Page text
= = = = = = =

27 March

When Life And Death Surprise

by Jon Katz
When Life and Death Surprises

 

In the past few weeks, I’ve been taking photographs of an old farmhouse where the elderly woman who lived there, a farm wife, recently died.  The photographs were all through the windows, of lamps and tables, but many people knew right away what they were. These photos have touched a very deep chord in many people, who feel these images remind me of their parents, who are gone, and of their houses, which were cleaned up by loving children or family members, who collected the most intimate and beloved things and had the painful task of removing them, keeping some, auctioning or disposing of others.

These images often brought tears to the people who saw them, and instantly recognized their own experiences in the lamps, tables, mirrors and plants of their mothers and fathers. Photographs are like that, sometimes people just see their own lives in them.

I remember going into such a farmhouse as a hospice volunteer and Margaret, the 92-year-old woman who was near death, talking with me one after. Her daughters and sons were having a hard time with her impending death, she said, they were just shocked and stunned by it. “I wonder why?” she asked me. “I am 92. Nobody lives forever. Everyone seems so unprepared for it.” Margaret, like so many other hospice patients, told me she was ready to go, even eager to go. She had lived her life, her body was no longer working for her, and she never expected to live forever. Perhaps, we both said, older people were closer to death because it was closer to them. Their parents died in their homes, not nursing homes, and everyone had lost someone in one war or another.

= = = = = = =

Source data
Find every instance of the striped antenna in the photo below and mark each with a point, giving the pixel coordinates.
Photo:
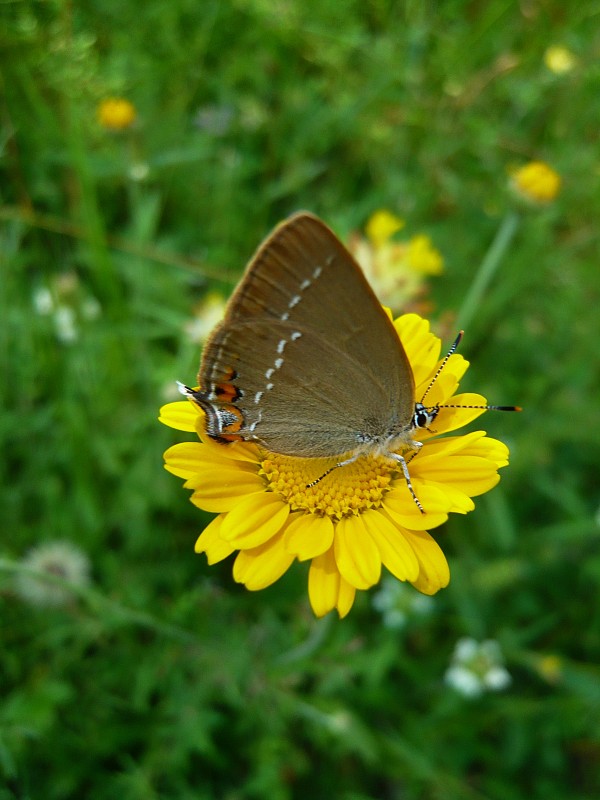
(450, 352)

= = = = = = =

Exercise
Return the exact passage from the farmhouse essay above, from "In the past" to "disposing of others.".

Output of the task
In the past few weeks, I’ve been taking photographs of an old farmhouse where the elderly woman who lived there, a farm wife, recently died.  The photographs were all through the windows, of lamps and tables, but many people knew right away what they were. These photos have touched a very deep chord in many people, who feel these images remind me of their parents, who are gone, and of their houses, which were cleaned up by loving children or family members, who collected the most intimate and beloved things and had the painful task of removing them, keeping some, auctioning or disposing of others.